→ **Records shown**
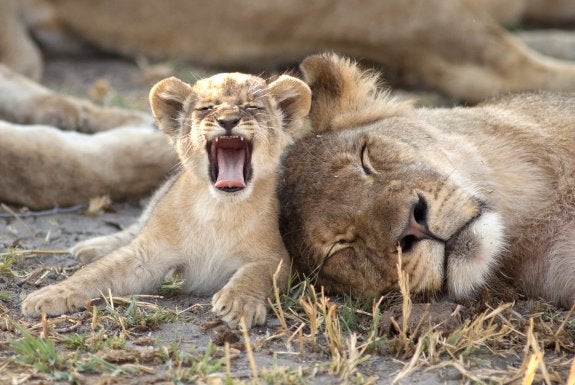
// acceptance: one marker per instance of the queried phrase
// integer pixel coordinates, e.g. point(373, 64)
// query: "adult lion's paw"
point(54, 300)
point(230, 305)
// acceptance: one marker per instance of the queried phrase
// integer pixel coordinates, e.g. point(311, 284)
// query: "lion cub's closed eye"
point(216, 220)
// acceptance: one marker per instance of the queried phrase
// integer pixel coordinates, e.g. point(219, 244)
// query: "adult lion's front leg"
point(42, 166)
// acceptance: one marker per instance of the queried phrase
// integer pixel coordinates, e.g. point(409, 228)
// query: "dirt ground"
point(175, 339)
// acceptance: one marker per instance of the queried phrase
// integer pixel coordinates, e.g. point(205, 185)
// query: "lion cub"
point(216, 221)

---

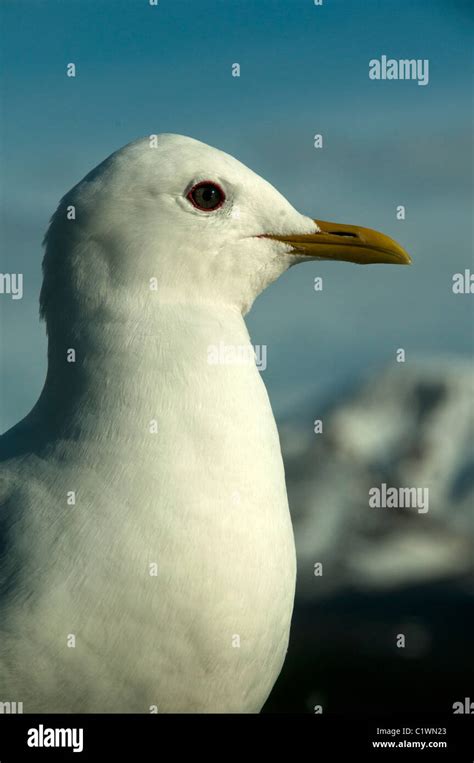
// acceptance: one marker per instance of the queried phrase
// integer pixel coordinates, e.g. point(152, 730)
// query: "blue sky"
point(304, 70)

→ **The exercise**
Select every line that contains the string "query", and copy each one unchanged.

→ **Correct output**
// query: "adult lion's paw"
// query: "lion cub's closed eye"
// query: "adult lion's front leg"
// query: "dirt ground"
// query: "lion cub"
// query: "blue sky"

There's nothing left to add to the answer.